-- Start of Text excerpt --

WHAT DO AVERAGE VOTERS THINK: Voters think the darnedest things!

FRIDAY, JANUARY 27, 2012

Part 3—In search of information and outreach: What do we the people think?

We the people may have strange ideas! Information surveys have long made it clear—we often don’t know the most basic facts about even the most significant issues.

In the modern partisan context, tribal disinformation and messaging may take over from there.

And so it was that a set of voters offered their reactions to an anodyne statement from Wednesday’s State of the Union Address. On Hannity, Dr. Luntz quoted something Obama said. His focus group took it from there:
LUNTZ (1/25/12): Sean, I want to go right now to a clip about fairness because the president talked about it several times tonight...

OBAMA (videotape): We can either settle for a country where a shrinking number of people do really well while a growing number of Americans barely get by. Or we can restore an economy where everyone gets a fair shot and everyone does their fair share and everyone plays by the same set of rules.

LUNTZ: “Everyone plays by the same set of rules. Everyone plays by the same set of rules.” Who is against that here?

UNIDENTIFIED MALE: It's not true. He says everyone plays by the same set of rules, and the tax credit is for you, and the tax breaks are for you, it's— He singled out everybody.

[…]

UNIDENTIFIED FEMALE: You can't make life fair. Life is not fair. And there's no way to do it. And that's really code for what the president is saying. And I think it's just—he's just talking socialism again. And economically—

[...]

UNIDENTIFIED FEMALE: How can the expectation be that we play by the same set of rules when government doesn't?

UNIDENTIFIED FEMALE: And I don't think you can talk about fairness and having a fair share and working the same when you're giving people, you're holding hands and you're giving people too many opportunities.
Those objections to Obama’s statement aren’t necessarily “false” or unfounded. But what do these voters actually think? Consider what the last woman said:

She seemed to say that Obama has been “holding hands and giving people too many opportunities.” But what did she mean by that? Was that a reference to “Obamacare?” Was it a “food stamps” reference?

Let’s consider the bombastic charge Newt Gingrich has been tossing around.

Over and over, conservative voters keep getting told that Obama is “the most successful food stamp president in history.” Could that be what this woman meant? Is that what she had in mind? If so, what does she think Obama has done with regard to food assistance programs? What does she think Gingrich is specifically saying when he tosses that charge all around?

Like you, we have no way of knowing what that irate woman meant. Nor do we know what voters think and believe concerning Obama and “food stamps.”

Gingrich keeps delivering his charge. He did so again after Wednesday’s address. But what does Gingrich even mean by his repeated assertion? Does he mean that Obama has widened eligibility for food assistance? Does he mean that Obama’s job plans have failed—that this has widened participation? Plainly, Gingrich seems to be saying that Obama wants many people on food assistance. He has repeatedly said or implied that Obama wants to create “a culture of dependence.”

-- End of Text excerpt --
-- Start of Available data --

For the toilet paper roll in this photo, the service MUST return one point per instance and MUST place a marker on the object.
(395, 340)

-- End of Available data --

What this exercise asks =>
1. From the article on voters' reactions, extract the stretch from "WHAT DO AVERAGE" through "most significant issues.".
2. Answer these questions using the article on voters' reactions:
(a) On which program did Dr. Luntz quote Obama's statement?
(b) What date appears at the top of the article?
(c) What does the article say Gingrich keeps calling Obama?

Results for each task =>
1.
WHAT DO AVERAGE VOTERS THINK: Voters think the darnedest things!

FRIDAY, JANUARY 27, 2012

Part 3—In search of information and outreach: What do we the people think?

We the people may have strange ideas! Information surveys have long made it clear—we often don’t know the most basic facts about even the most significant issues.

2.
(a) Hannity
(b) Friday, January 27, 2012
(c) "the most successful food stamp president in history"